> _REQUIREMENT_
Render every line of the data below as a numbered list, skipping any blank lines. Leave the pictures out of your answer.

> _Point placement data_
--------

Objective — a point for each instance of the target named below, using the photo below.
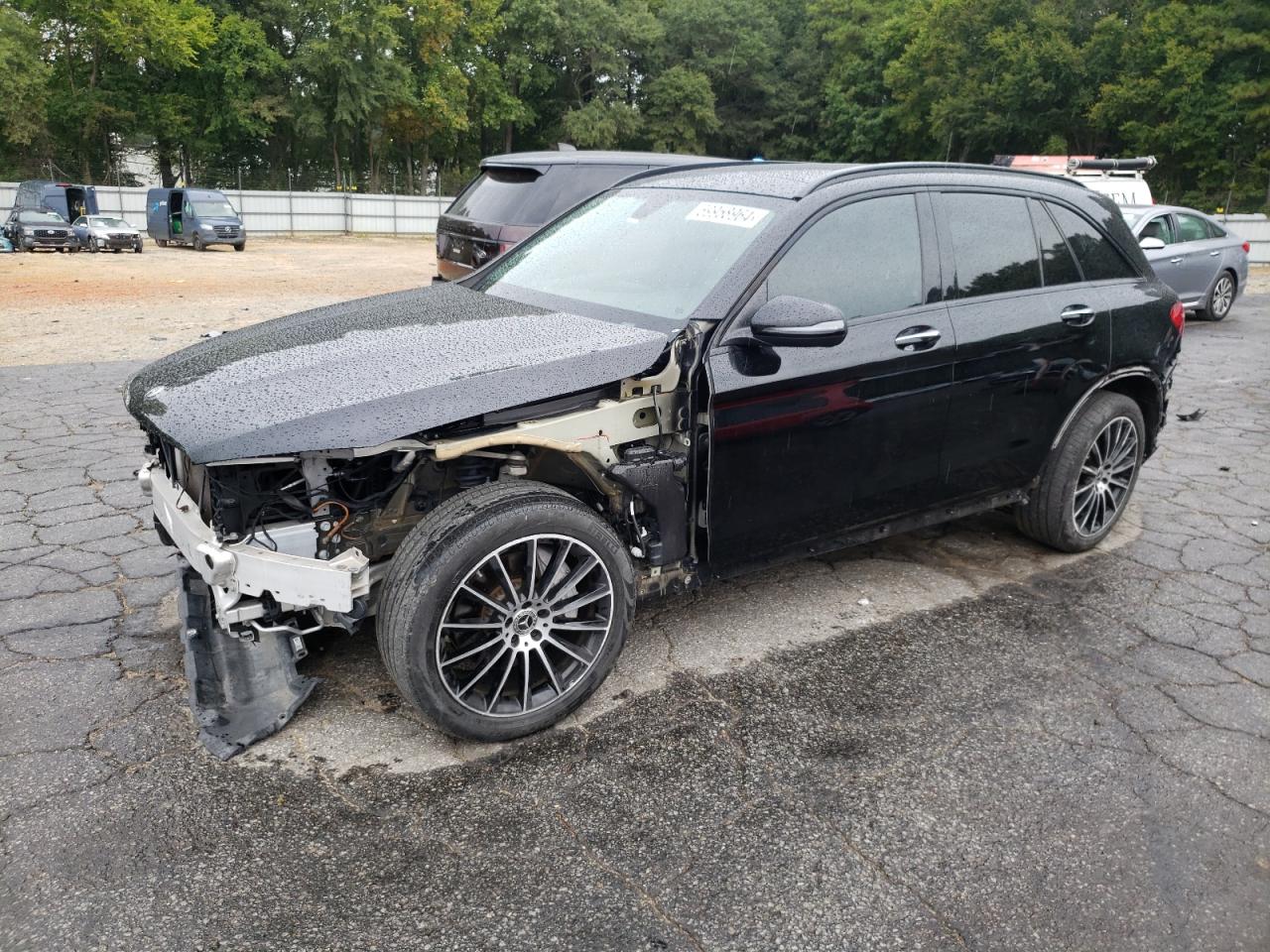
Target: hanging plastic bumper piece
(240, 689)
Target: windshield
(213, 208)
(653, 252)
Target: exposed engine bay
(277, 548)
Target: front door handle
(921, 338)
(1078, 315)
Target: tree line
(409, 94)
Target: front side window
(651, 252)
(1098, 258)
(1192, 227)
(993, 246)
(1057, 264)
(864, 259)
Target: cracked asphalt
(952, 740)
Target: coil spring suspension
(474, 470)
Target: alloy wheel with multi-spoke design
(1223, 296)
(1105, 477)
(525, 626)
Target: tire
(1053, 515)
(1220, 298)
(453, 548)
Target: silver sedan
(1205, 263)
(102, 232)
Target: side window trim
(926, 249)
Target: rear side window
(993, 246)
(1057, 264)
(1098, 258)
(1192, 227)
(1161, 227)
(864, 259)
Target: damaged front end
(276, 548)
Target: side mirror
(798, 321)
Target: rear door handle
(1078, 315)
(921, 338)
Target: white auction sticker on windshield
(722, 213)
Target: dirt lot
(82, 307)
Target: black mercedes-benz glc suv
(694, 373)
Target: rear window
(993, 245)
(521, 195)
(1098, 258)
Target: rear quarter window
(1098, 258)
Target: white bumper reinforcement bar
(245, 569)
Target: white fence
(339, 212)
(1254, 229)
(291, 212)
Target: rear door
(807, 442)
(1032, 335)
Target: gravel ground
(84, 307)
(952, 740)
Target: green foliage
(361, 93)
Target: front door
(810, 440)
(1033, 334)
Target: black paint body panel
(379, 368)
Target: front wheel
(504, 610)
(1087, 479)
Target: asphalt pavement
(952, 740)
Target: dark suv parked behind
(698, 372)
(516, 194)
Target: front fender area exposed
(240, 690)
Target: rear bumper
(240, 572)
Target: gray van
(63, 197)
(193, 216)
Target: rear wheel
(504, 610)
(1087, 479)
(1220, 298)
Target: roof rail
(883, 168)
(665, 169)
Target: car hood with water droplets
(363, 372)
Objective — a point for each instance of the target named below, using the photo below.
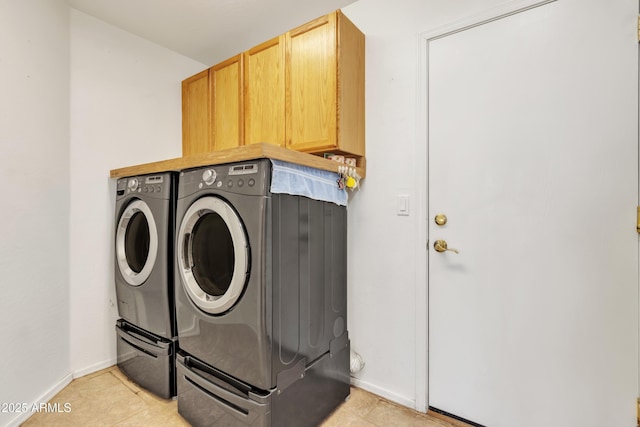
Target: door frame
(421, 154)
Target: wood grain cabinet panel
(227, 103)
(303, 90)
(264, 93)
(325, 87)
(195, 115)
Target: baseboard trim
(389, 395)
(94, 368)
(47, 396)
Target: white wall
(125, 110)
(385, 274)
(34, 212)
(383, 266)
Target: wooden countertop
(246, 152)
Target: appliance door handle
(186, 251)
(152, 349)
(240, 408)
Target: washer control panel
(148, 184)
(243, 178)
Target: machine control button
(209, 176)
(133, 184)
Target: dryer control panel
(152, 185)
(251, 178)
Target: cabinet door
(226, 103)
(311, 85)
(195, 114)
(264, 102)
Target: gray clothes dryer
(144, 231)
(260, 300)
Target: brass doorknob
(440, 219)
(441, 246)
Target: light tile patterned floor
(109, 398)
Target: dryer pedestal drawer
(208, 397)
(147, 360)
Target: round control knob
(209, 176)
(133, 184)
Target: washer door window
(213, 255)
(136, 243)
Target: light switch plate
(403, 205)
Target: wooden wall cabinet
(227, 103)
(303, 90)
(325, 87)
(264, 93)
(196, 117)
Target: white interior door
(533, 158)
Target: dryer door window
(213, 255)
(136, 243)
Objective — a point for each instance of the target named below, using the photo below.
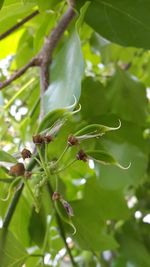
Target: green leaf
(104, 158)
(12, 252)
(124, 152)
(95, 130)
(20, 221)
(90, 214)
(65, 75)
(46, 4)
(39, 220)
(12, 11)
(131, 242)
(1, 3)
(124, 22)
(127, 97)
(93, 99)
(6, 157)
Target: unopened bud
(26, 153)
(47, 139)
(56, 196)
(82, 155)
(72, 140)
(38, 139)
(17, 169)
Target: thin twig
(18, 25)
(15, 199)
(61, 229)
(45, 55)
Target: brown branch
(19, 73)
(52, 41)
(44, 57)
(18, 25)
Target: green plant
(74, 122)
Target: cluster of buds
(81, 155)
(73, 140)
(40, 139)
(26, 154)
(58, 197)
(17, 170)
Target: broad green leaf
(65, 75)
(13, 254)
(124, 22)
(93, 99)
(90, 214)
(112, 177)
(51, 118)
(37, 233)
(105, 158)
(131, 242)
(96, 130)
(90, 230)
(25, 49)
(1, 3)
(12, 11)
(6, 157)
(47, 4)
(127, 97)
(20, 221)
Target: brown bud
(37, 139)
(47, 139)
(72, 140)
(26, 153)
(56, 196)
(81, 155)
(17, 170)
(28, 174)
(67, 207)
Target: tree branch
(33, 62)
(18, 25)
(44, 57)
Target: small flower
(82, 156)
(47, 139)
(67, 207)
(26, 153)
(17, 169)
(28, 174)
(56, 196)
(72, 140)
(38, 139)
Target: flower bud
(28, 174)
(56, 196)
(17, 169)
(72, 140)
(47, 139)
(82, 156)
(38, 139)
(26, 153)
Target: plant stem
(62, 232)
(68, 165)
(61, 156)
(12, 207)
(32, 195)
(18, 25)
(6, 180)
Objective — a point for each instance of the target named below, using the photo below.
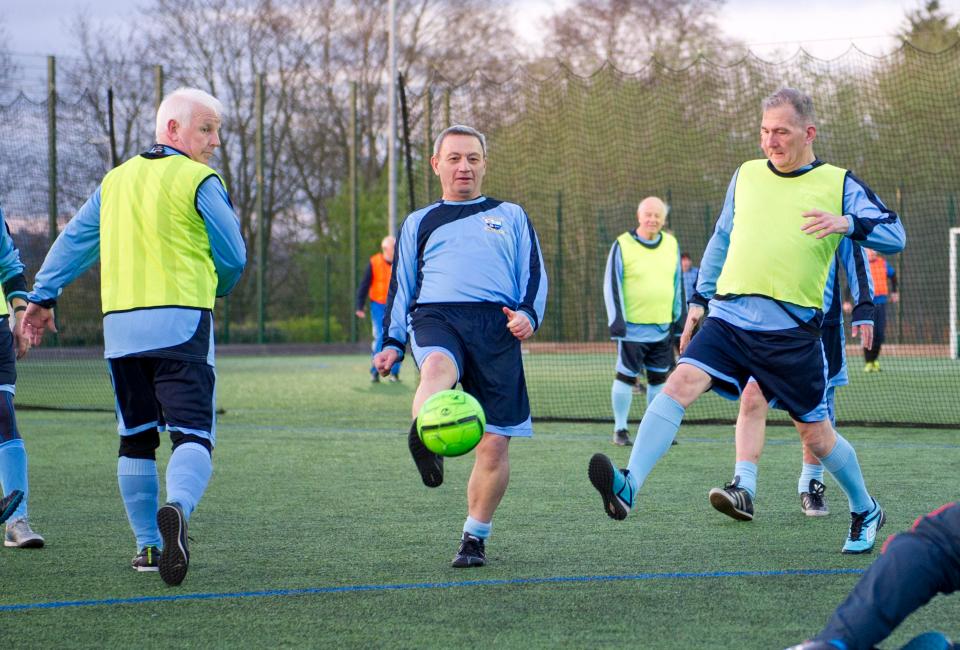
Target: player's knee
(655, 378)
(179, 438)
(438, 368)
(140, 445)
(8, 420)
(752, 401)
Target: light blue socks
(657, 431)
(140, 490)
(621, 394)
(747, 472)
(13, 473)
(188, 473)
(845, 469)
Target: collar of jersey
(479, 199)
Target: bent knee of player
(438, 369)
(686, 384)
(752, 402)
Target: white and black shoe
(733, 500)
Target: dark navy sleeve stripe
(533, 284)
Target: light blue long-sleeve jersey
(483, 250)
(11, 268)
(614, 300)
(144, 330)
(872, 225)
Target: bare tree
(628, 33)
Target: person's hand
(694, 315)
(384, 360)
(518, 324)
(822, 224)
(866, 335)
(21, 344)
(36, 320)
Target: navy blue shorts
(8, 357)
(789, 366)
(634, 357)
(487, 356)
(166, 394)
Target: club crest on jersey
(492, 225)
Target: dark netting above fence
(578, 153)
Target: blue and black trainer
(9, 504)
(863, 530)
(616, 487)
(175, 556)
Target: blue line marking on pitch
(426, 585)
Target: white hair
(180, 104)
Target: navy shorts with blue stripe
(163, 393)
(489, 365)
(788, 365)
(634, 357)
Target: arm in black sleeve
(364, 287)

--------

> _FINAL RESULT_
1. Objective — a point for each instance of the target named below, using the photo below.
2. Target: hanging plastic bumper piece
3. (240, 689)
4. Target: windshield
5. (213, 208)
6. (653, 252)
7. Target: exposed engine bay
8. (277, 548)
9. Target: front door handle
10. (921, 338)
11. (1078, 315)
12. Target: tree line
13. (409, 94)
14. Target: front side window
15. (651, 252)
16. (1098, 258)
17. (1192, 227)
18. (993, 246)
19. (1057, 264)
20. (864, 259)
21. Target: cracked asphalt
22. (952, 740)
23. Target: coil spring suspension
24. (474, 470)
25. Target: alloy wheel with multi-spoke design
26. (1223, 296)
27. (1105, 477)
28. (525, 626)
29. Target: tire
30. (1053, 515)
31. (1220, 298)
32. (453, 548)
33. Target: silver sedan
34. (1205, 263)
35. (102, 232)
36. Target: side window trim
37. (926, 249)
38. Target: rear side window
39. (993, 246)
40. (1057, 264)
41. (1098, 258)
42. (1192, 227)
43. (1161, 227)
44. (864, 259)
45. Target: damaged front end
46. (276, 548)
47. Target: side mirror
48. (798, 321)
49. Target: rear door handle
50. (1078, 315)
51. (921, 338)
52. Target: white auction sticker on windshield
53. (722, 213)
54. Target: dirt lot
55. (82, 307)
56. Target: black mercedes-benz glc suv
57. (694, 373)
58. Target: rear window
59. (993, 245)
60. (521, 195)
61. (1098, 258)
62. Target: rear quarter window
63. (1098, 258)
64. Target: white bumper reinforcement bar
65. (245, 569)
66. Target: white fence
67. (339, 212)
68. (1254, 229)
69. (291, 212)
70. Target: rear door
71. (807, 442)
72. (1032, 335)
73. Target: gravel ground
74. (84, 307)
75. (952, 740)
76. Target: green foliage
77. (361, 93)
78. Target: front door
79. (810, 440)
80. (1033, 334)
81. Target: black paint body panel
82. (379, 368)
83. Target: front wheel
84. (504, 610)
85. (1087, 479)
86. Target: asphalt pavement
87. (952, 740)
88. Target: dark suv parked behind
89. (698, 372)
90. (516, 194)
91. Target: front fender area exposed
92. (240, 690)
93. Target: rear bumper
94. (240, 572)
95. Target: gray van
96. (63, 197)
97. (193, 216)
98. Target: rear wheel
99. (504, 610)
100. (1087, 479)
101. (1220, 298)
102. Target: roof rail
103. (883, 168)
104. (665, 169)
105. Target: car hood with water droplets
106. (363, 372)
107. Objective — a point for each instance of the target named below, using the photo below.
108. Target: door frame
109. (421, 154)
110. Target: wood grain cabinet panel
111. (227, 103)
112. (303, 90)
113. (264, 93)
114. (325, 87)
115. (195, 115)
116. Target: baseboard trim
117. (389, 395)
118. (94, 368)
119. (47, 396)
120. Target: white wall
121. (125, 110)
122. (385, 274)
123. (34, 212)
124. (383, 266)
125. Target: wooden countertop
126. (246, 152)
127. Target: appliance door handle
128. (186, 251)
129. (152, 349)
130. (240, 408)
131. Target: washer control panel
132. (148, 184)
133. (243, 178)
134. Target: machine control button
135. (209, 176)
136. (133, 184)
137. Target: dryer control panel
138. (152, 185)
139. (251, 178)
140. Target: cabinet door
141. (226, 103)
142. (311, 85)
143. (195, 114)
144. (264, 102)
145. Target: gray clothes dryer
146. (144, 231)
147. (260, 300)
148. Target: brass doorknob
149. (440, 219)
150. (441, 246)
151. Target: light tile patterned floor
152. (109, 398)
153. Target: dryer pedestal drawer
154. (208, 397)
155. (147, 360)
156. Target: round control knob
157. (209, 176)
158. (133, 184)
159. Target: washer door window
160. (213, 255)
161. (136, 243)
162. Target: light switch plate
163. (403, 205)
164. Target: wooden wall cabinet
165. (227, 103)
166. (303, 90)
167. (325, 87)
168. (264, 93)
169. (196, 117)
170. Target: white interior door
171. (533, 158)
172. Target: dryer door window
173. (213, 255)
174. (136, 243)
175. Objective — a point for each instance of the target named below, using the photo below.
176. Target: green leaf
177. (104, 158)
178. (12, 252)
179. (124, 152)
180. (95, 130)
181. (20, 221)
182. (90, 214)
183. (65, 75)
184. (46, 4)
185. (39, 220)
186. (12, 11)
187. (131, 242)
188. (1, 3)
189. (124, 22)
190. (127, 97)
191. (93, 99)
192. (6, 157)
193. Target: unopened bud
194. (26, 153)
195. (47, 139)
196. (56, 196)
197. (82, 155)
198. (72, 140)
199. (38, 139)
200. (17, 169)
201. Target: thin twig
202. (18, 25)
203. (15, 199)
204. (61, 229)
205. (45, 55)
206. Target: brown branch
207. (19, 73)
208. (52, 41)
209. (44, 57)
210. (18, 25)
211. Target: green plant
212. (74, 122)
213. Target: cluster of buds
214. (81, 155)
215. (73, 140)
216. (40, 139)
217. (26, 154)
218. (58, 197)
219. (17, 170)
220. Target: broad green leaf
221. (65, 75)
222. (13, 254)
223. (124, 22)
224. (93, 99)
225. (90, 214)
226. (112, 177)
227. (51, 118)
228. (37, 233)
229. (105, 158)
230. (131, 242)
231. (96, 130)
232. (90, 230)
233. (25, 49)
234. (1, 3)
235. (12, 11)
236. (6, 157)
237. (47, 4)
238. (127, 97)
239. (20, 221)
240. Target: brown bud
241. (37, 139)
242. (47, 139)
243. (72, 140)
244. (26, 153)
245. (56, 196)
246. (81, 155)
247. (17, 170)
248. (28, 174)
249. (67, 207)
250. Target: tree branch
251. (33, 62)
252. (18, 25)
253. (44, 57)
254. Target: small flower
255. (82, 156)
256. (47, 139)
257. (67, 207)
258. (26, 153)
259. (17, 169)
260. (28, 174)
261. (56, 196)
262. (72, 140)
263. (38, 139)
264. Target: flower bud
265. (28, 174)
266. (56, 196)
267. (17, 169)
268. (72, 140)
269. (47, 139)
270. (82, 156)
271. (38, 139)
272. (26, 153)
273. Target: plant stem
274. (62, 232)
275. (68, 165)
276. (61, 156)
277. (12, 207)
278. (32, 195)
279. (18, 25)
280. (6, 180)
281. Objective — a point for each instance of the target named below, using the photo below.
282. Target: player's knee
283. (655, 378)
284. (179, 438)
285. (438, 368)
286. (140, 445)
287. (8, 420)
288. (752, 401)
289. Target: light blue socks
290. (657, 431)
291. (140, 490)
292. (621, 394)
293. (747, 472)
294. (13, 473)
295. (188, 473)
296. (845, 469)
297. Target: collar of jersey
298. (479, 199)
299. Target: bent knee of player
300. (438, 369)
301. (686, 384)
302. (752, 402)
303. Target: white and black shoe
304. (733, 500)
305. Target: dark navy sleeve stripe
306. (533, 284)
307. Target: light blue long-sleeve jersey
308. (483, 250)
309. (11, 268)
310. (614, 300)
311. (144, 330)
312. (872, 225)
313. Target: bare tree
314. (628, 33)
315. Target: person's hand
316. (694, 315)
317. (384, 360)
318. (518, 324)
319. (822, 224)
320. (866, 335)
321. (21, 344)
322. (36, 320)
323. Target: navy blue shorts
324. (8, 357)
325. (789, 366)
326. (634, 357)
327. (487, 356)
328. (166, 394)
329. Target: club crest on jersey
330. (492, 225)
331. Target: dark netting above fence
332. (578, 153)
333. Target: blue and black trainer
334. (9, 504)
335. (863, 530)
336. (616, 487)
337. (175, 556)
338. Target: blue line marking on pitch
339. (426, 585)
340. Target: white hair
341. (180, 104)
342. Target: navy shorts with blue stripe
343. (163, 393)
344. (489, 365)
345. (788, 365)
346. (634, 357)
347. Target: arm in black sleeve
348. (364, 287)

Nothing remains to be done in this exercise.